### RECORDED DATA

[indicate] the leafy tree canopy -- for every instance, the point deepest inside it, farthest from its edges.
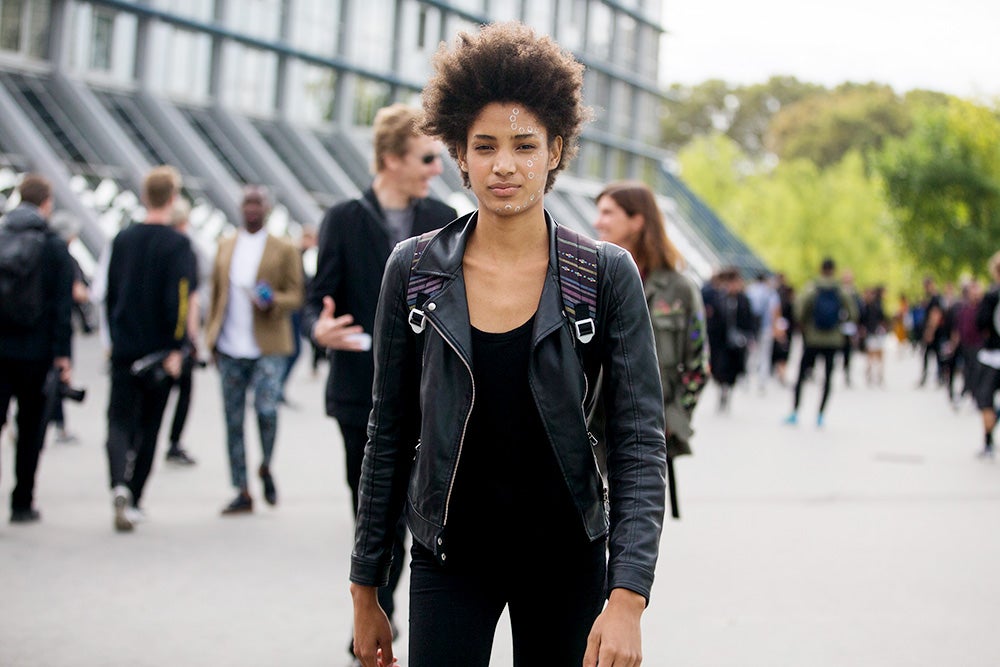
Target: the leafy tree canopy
(943, 181)
(822, 128)
(742, 113)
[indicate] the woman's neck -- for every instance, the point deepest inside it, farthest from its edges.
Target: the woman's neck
(511, 238)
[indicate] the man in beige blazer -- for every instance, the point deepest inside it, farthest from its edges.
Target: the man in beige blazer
(256, 284)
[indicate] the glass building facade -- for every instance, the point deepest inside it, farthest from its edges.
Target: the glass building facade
(282, 91)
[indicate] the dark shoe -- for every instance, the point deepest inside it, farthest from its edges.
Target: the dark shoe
(242, 504)
(122, 500)
(178, 456)
(270, 493)
(29, 515)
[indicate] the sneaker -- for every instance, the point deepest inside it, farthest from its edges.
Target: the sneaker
(122, 501)
(135, 514)
(29, 515)
(270, 493)
(241, 504)
(179, 456)
(64, 437)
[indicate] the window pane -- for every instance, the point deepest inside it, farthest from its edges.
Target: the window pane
(102, 39)
(11, 13)
(38, 44)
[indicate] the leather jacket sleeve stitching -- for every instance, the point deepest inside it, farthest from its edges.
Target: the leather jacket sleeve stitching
(636, 448)
(387, 430)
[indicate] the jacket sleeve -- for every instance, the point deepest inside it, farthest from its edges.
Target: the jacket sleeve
(288, 294)
(177, 291)
(326, 282)
(637, 451)
(392, 427)
(694, 359)
(62, 332)
(984, 312)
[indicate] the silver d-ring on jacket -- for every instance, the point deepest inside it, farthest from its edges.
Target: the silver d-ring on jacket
(417, 425)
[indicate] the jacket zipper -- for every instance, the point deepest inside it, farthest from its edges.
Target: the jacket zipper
(465, 426)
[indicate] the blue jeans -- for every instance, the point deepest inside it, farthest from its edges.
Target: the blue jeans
(263, 375)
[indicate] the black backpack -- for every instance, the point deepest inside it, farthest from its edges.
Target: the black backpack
(22, 278)
(827, 309)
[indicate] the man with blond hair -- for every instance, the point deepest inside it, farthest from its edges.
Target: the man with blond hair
(35, 329)
(355, 240)
(151, 274)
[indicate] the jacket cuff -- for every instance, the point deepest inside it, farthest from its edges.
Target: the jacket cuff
(368, 573)
(636, 579)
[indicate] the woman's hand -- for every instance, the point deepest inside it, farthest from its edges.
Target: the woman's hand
(372, 632)
(616, 638)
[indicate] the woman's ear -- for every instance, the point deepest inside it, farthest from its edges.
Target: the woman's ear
(555, 152)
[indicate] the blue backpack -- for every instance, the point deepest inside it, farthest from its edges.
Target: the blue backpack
(827, 308)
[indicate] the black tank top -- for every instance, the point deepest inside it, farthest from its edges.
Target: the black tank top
(509, 487)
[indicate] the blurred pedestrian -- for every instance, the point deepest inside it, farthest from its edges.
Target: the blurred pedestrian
(988, 373)
(256, 284)
(355, 240)
(765, 305)
(36, 290)
(873, 330)
(735, 325)
(67, 226)
(784, 329)
(478, 429)
(628, 216)
(821, 310)
(176, 453)
(151, 274)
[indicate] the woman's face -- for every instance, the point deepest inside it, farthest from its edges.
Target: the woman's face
(507, 156)
(616, 226)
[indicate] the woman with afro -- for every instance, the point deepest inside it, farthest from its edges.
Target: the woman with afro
(482, 387)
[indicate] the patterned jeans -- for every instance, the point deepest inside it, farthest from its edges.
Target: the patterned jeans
(263, 375)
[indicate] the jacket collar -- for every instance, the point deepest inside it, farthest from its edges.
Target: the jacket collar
(25, 216)
(443, 257)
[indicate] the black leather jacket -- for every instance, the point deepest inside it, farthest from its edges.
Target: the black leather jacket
(417, 425)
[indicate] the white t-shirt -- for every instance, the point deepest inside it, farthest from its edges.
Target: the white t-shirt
(236, 338)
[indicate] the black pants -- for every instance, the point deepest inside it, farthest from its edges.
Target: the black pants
(355, 438)
(24, 381)
(135, 411)
(553, 597)
(809, 355)
(183, 384)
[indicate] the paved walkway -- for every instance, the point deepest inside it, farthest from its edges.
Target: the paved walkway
(870, 542)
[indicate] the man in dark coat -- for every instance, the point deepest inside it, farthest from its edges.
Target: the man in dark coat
(355, 240)
(36, 339)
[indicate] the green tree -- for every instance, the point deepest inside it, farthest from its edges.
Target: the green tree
(743, 113)
(795, 214)
(822, 128)
(943, 180)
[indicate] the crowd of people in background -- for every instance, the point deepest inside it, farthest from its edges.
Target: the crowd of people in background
(163, 310)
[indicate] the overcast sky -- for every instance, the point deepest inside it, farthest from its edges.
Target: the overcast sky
(948, 45)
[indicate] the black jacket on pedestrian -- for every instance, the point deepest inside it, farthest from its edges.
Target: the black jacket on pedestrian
(353, 248)
(418, 422)
(151, 275)
(51, 336)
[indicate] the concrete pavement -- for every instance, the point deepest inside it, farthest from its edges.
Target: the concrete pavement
(871, 541)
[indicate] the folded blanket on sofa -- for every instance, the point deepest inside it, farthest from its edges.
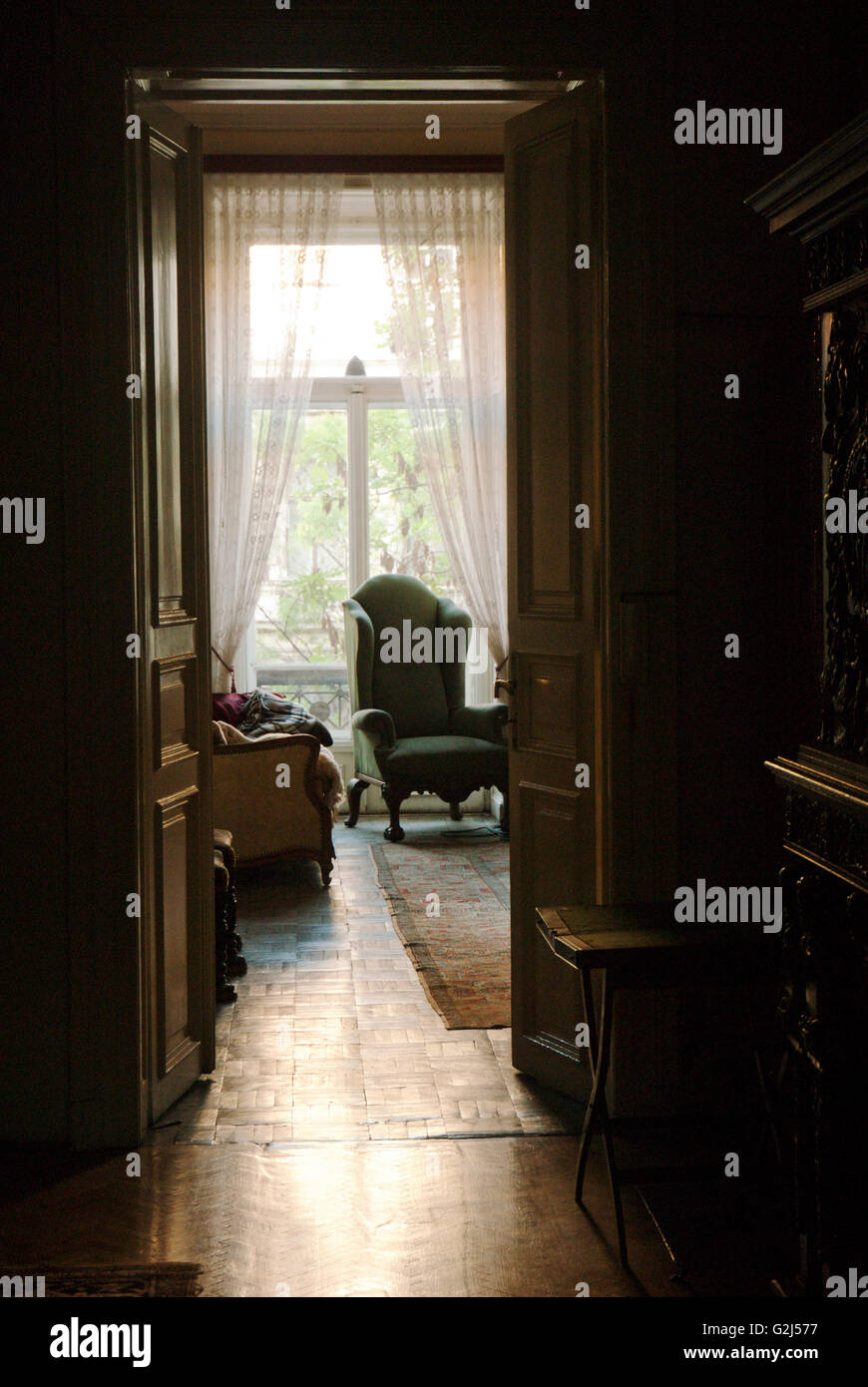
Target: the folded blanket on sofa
(265, 713)
(327, 770)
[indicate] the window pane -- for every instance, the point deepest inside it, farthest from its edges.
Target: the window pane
(352, 313)
(299, 621)
(404, 530)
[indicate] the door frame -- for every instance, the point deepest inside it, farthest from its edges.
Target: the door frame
(109, 1119)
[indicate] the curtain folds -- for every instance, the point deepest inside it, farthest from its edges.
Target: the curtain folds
(266, 238)
(443, 244)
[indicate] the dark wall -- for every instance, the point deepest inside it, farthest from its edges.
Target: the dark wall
(32, 839)
(711, 284)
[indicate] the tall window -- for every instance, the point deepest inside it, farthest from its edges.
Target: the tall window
(358, 502)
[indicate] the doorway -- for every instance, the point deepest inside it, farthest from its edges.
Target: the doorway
(555, 254)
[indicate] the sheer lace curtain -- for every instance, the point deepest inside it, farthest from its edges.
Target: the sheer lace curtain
(443, 242)
(266, 238)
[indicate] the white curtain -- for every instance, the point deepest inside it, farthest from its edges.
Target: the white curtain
(265, 248)
(443, 242)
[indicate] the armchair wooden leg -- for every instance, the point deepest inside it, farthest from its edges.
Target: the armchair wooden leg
(393, 797)
(354, 793)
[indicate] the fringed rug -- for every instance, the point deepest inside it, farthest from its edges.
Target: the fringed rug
(451, 911)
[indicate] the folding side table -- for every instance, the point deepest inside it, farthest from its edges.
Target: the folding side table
(638, 946)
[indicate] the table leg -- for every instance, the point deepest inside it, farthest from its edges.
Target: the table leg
(598, 1110)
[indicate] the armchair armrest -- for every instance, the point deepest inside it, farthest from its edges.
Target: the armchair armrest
(376, 724)
(484, 721)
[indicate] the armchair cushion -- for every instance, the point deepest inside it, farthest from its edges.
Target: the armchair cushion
(377, 724)
(486, 720)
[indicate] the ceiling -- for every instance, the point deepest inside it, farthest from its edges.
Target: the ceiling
(263, 127)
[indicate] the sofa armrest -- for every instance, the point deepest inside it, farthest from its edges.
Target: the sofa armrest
(266, 810)
(376, 724)
(484, 721)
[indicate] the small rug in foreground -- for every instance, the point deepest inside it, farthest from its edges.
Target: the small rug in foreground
(462, 953)
(107, 1279)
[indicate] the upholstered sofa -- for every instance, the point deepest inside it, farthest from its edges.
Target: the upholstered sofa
(273, 793)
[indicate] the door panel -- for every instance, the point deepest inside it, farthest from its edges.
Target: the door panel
(555, 462)
(171, 548)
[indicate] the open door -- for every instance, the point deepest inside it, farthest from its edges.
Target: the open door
(556, 352)
(177, 852)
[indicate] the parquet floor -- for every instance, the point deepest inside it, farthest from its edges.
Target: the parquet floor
(333, 1037)
(347, 1145)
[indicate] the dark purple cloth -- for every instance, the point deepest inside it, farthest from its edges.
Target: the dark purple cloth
(227, 707)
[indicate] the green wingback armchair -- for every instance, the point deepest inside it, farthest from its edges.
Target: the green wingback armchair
(411, 728)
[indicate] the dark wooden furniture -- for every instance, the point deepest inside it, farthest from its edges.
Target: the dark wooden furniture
(637, 946)
(824, 984)
(411, 725)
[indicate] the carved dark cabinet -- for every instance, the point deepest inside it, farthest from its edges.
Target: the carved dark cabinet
(824, 986)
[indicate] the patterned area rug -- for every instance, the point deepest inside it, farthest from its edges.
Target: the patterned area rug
(451, 911)
(157, 1279)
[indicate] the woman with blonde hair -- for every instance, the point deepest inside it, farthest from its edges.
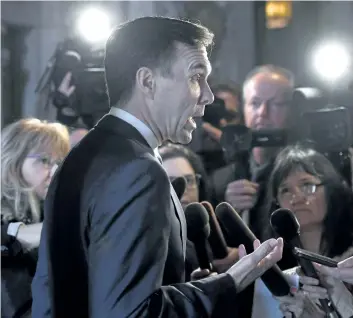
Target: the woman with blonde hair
(31, 150)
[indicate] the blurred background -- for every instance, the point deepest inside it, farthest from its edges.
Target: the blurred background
(311, 39)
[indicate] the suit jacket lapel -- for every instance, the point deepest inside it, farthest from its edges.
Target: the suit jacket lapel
(119, 126)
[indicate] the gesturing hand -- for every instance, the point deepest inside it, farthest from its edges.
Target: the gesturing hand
(344, 270)
(252, 266)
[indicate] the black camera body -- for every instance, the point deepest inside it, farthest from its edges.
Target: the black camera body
(86, 63)
(327, 129)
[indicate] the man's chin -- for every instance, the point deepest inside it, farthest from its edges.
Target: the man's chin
(184, 137)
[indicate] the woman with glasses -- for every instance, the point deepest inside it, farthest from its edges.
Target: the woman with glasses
(306, 182)
(31, 150)
(179, 161)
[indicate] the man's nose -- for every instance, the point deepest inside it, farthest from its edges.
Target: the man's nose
(52, 170)
(207, 96)
(263, 109)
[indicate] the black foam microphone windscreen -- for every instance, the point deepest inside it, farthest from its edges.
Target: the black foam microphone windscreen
(216, 238)
(286, 225)
(198, 231)
(179, 185)
(237, 232)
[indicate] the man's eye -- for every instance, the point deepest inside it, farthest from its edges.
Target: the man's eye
(196, 77)
(45, 161)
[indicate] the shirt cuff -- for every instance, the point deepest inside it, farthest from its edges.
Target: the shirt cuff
(13, 228)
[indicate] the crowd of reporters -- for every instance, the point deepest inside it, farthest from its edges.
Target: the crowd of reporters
(297, 178)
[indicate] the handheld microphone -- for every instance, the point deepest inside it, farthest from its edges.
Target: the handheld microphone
(236, 232)
(286, 225)
(198, 231)
(216, 238)
(179, 185)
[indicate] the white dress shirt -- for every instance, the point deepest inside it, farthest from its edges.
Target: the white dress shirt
(142, 128)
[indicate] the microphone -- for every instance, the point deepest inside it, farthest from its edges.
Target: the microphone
(286, 225)
(198, 231)
(179, 185)
(236, 232)
(216, 238)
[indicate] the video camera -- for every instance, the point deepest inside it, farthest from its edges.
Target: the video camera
(90, 100)
(327, 129)
(217, 111)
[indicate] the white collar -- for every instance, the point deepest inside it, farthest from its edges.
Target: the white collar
(142, 128)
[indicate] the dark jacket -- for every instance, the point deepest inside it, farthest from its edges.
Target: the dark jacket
(116, 236)
(17, 271)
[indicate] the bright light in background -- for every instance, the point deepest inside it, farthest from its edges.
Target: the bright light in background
(94, 25)
(331, 61)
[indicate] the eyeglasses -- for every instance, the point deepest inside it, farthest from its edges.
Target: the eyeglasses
(45, 160)
(192, 180)
(306, 190)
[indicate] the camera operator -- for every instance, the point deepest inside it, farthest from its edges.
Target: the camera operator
(267, 99)
(225, 110)
(232, 102)
(267, 93)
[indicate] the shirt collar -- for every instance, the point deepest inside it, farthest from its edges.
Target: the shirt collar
(142, 128)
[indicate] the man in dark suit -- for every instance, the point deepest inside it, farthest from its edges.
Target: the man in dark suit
(114, 227)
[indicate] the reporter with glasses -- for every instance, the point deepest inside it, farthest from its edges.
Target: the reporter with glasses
(30, 152)
(306, 182)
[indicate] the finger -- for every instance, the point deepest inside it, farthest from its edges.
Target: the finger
(242, 251)
(71, 90)
(296, 310)
(66, 80)
(347, 263)
(263, 250)
(315, 291)
(256, 244)
(305, 280)
(200, 273)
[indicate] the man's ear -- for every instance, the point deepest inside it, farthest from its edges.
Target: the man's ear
(146, 81)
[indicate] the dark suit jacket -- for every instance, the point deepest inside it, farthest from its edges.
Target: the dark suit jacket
(115, 235)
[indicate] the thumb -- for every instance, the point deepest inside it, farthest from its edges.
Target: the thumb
(263, 250)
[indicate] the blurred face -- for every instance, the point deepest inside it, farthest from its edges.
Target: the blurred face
(232, 105)
(77, 135)
(180, 167)
(267, 102)
(38, 170)
(304, 194)
(182, 96)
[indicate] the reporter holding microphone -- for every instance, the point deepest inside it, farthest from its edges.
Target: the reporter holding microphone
(305, 182)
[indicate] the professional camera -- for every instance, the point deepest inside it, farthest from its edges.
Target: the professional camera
(217, 111)
(327, 129)
(90, 100)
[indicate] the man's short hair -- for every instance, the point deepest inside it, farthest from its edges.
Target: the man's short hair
(233, 89)
(146, 42)
(269, 69)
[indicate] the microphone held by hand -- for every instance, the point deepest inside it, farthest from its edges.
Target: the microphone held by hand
(198, 230)
(179, 185)
(286, 225)
(237, 232)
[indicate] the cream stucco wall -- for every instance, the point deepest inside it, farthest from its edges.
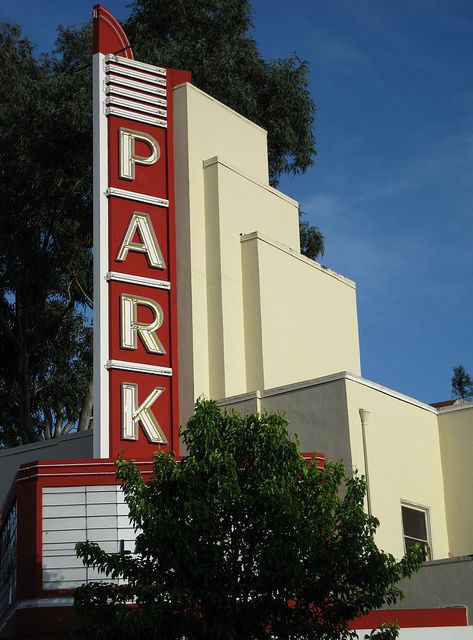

### TASK
Which lines of the entries contain the word "short"? Collect each of them in full.

### CORRECT RESPONSE
[indicate] the man's short hair -- for every instance, the point deepest inside it, farthest from its edges.
Target: the man's short hair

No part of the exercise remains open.